- To be done
Please report every line in the rows below that contains the word "brick", copying each such line in full.

[Point placement records]
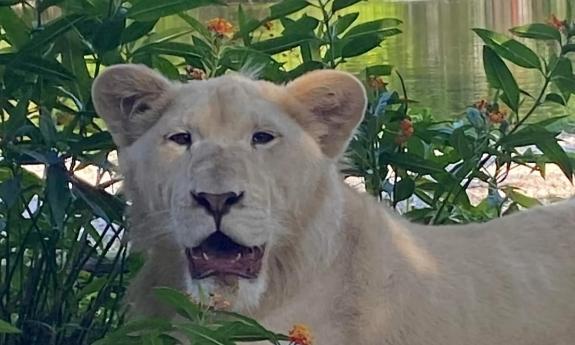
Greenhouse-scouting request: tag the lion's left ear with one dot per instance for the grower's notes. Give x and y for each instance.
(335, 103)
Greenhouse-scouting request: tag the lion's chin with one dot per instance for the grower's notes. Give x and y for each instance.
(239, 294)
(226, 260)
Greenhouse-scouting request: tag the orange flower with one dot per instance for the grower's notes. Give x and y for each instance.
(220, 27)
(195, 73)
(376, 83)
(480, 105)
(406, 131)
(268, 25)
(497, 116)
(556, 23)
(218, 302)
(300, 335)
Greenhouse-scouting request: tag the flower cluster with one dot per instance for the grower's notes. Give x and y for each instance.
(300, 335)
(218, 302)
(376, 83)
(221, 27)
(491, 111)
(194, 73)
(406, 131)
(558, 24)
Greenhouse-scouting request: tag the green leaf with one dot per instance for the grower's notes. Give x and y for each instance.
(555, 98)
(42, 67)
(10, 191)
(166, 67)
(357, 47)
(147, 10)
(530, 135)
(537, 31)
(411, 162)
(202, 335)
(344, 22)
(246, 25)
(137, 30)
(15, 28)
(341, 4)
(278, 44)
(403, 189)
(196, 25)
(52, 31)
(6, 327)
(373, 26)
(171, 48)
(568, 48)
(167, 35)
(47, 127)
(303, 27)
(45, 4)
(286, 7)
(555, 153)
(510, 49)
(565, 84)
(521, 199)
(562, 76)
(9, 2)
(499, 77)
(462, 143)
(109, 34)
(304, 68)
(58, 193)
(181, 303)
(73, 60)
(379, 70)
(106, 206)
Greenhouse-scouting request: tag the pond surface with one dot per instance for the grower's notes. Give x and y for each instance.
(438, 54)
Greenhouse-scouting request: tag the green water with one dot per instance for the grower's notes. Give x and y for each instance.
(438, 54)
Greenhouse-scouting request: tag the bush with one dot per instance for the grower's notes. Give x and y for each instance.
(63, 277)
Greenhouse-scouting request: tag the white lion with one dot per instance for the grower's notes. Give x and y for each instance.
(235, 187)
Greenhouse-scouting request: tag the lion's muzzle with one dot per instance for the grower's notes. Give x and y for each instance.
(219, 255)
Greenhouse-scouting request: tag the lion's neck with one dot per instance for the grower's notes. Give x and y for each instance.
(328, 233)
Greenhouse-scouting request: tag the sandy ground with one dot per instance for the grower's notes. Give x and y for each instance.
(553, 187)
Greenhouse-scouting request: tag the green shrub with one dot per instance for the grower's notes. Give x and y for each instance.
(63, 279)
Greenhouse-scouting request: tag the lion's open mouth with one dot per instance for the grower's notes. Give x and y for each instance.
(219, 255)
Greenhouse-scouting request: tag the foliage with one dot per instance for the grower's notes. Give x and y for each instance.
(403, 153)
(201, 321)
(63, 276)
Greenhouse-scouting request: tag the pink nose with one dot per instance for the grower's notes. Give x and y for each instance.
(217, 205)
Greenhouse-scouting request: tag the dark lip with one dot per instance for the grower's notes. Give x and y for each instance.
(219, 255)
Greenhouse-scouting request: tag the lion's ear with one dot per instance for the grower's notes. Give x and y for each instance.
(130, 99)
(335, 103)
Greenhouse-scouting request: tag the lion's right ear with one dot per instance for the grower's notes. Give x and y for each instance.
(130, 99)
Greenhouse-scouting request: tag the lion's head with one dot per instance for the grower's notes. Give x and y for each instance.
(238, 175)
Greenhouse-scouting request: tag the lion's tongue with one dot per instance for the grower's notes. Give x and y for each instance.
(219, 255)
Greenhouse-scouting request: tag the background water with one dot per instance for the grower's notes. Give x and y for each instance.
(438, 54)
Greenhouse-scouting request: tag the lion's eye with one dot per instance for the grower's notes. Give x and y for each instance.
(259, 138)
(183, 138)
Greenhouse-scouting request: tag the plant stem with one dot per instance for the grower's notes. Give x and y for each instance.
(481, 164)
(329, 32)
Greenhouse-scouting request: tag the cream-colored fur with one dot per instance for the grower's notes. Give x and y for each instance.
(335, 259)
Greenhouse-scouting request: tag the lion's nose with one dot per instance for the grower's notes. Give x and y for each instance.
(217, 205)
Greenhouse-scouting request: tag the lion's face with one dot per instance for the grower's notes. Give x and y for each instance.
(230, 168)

---

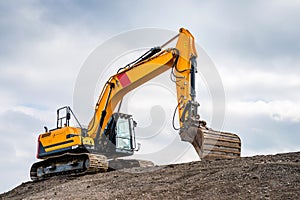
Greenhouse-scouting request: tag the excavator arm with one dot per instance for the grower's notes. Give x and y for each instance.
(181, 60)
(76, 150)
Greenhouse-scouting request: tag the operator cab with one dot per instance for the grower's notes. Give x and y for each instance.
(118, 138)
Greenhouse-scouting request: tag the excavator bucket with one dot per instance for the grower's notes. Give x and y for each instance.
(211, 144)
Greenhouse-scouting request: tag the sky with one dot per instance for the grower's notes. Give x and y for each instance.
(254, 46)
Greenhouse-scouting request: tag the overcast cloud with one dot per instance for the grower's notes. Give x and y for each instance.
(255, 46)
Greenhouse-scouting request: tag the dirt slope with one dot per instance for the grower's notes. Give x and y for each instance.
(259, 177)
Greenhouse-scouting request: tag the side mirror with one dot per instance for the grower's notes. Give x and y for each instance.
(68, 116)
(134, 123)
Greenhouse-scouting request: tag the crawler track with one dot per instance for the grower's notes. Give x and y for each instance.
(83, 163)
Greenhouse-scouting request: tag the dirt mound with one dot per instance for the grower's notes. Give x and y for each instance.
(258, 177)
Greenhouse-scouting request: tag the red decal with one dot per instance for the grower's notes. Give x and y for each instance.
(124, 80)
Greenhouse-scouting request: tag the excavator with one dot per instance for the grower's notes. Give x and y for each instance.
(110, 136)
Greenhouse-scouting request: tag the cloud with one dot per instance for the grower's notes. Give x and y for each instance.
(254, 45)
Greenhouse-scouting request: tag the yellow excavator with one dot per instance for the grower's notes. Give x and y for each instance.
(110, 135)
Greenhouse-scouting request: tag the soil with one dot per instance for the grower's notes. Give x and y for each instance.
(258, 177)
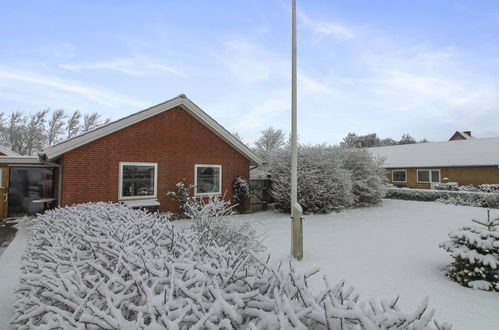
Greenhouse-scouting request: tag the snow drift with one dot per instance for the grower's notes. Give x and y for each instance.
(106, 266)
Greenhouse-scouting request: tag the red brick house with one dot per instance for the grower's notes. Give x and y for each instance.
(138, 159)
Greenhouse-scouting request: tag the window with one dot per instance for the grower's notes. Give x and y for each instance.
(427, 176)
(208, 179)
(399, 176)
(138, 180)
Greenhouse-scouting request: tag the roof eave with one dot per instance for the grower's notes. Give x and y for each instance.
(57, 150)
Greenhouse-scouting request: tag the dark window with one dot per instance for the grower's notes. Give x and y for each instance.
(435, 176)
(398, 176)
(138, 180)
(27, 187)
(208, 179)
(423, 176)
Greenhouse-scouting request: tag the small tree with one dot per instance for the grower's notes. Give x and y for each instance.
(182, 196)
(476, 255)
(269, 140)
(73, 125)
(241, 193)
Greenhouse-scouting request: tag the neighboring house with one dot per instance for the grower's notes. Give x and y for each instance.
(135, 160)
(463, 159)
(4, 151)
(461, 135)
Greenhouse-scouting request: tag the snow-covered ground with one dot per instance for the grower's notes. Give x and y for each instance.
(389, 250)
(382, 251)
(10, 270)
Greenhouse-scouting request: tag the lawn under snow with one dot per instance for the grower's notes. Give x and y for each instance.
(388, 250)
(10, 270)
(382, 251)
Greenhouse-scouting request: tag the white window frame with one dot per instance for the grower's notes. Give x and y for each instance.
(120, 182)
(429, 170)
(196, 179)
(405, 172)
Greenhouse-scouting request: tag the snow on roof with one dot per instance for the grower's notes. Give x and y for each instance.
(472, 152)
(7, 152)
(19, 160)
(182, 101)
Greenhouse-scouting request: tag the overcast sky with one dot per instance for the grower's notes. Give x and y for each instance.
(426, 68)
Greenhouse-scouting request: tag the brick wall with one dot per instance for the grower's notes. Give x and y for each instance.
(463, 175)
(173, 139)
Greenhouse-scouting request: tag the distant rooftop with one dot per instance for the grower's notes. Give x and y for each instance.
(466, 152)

- Response to the exercise
Greenhouse-scouting request: tag the red brick house with one dot per instance for the grower's notes. Give x and y for each instance.
Greenhouse-scouting request: tag the brick wall with one dot per instance for the grower's notes. Give x and y for each instance.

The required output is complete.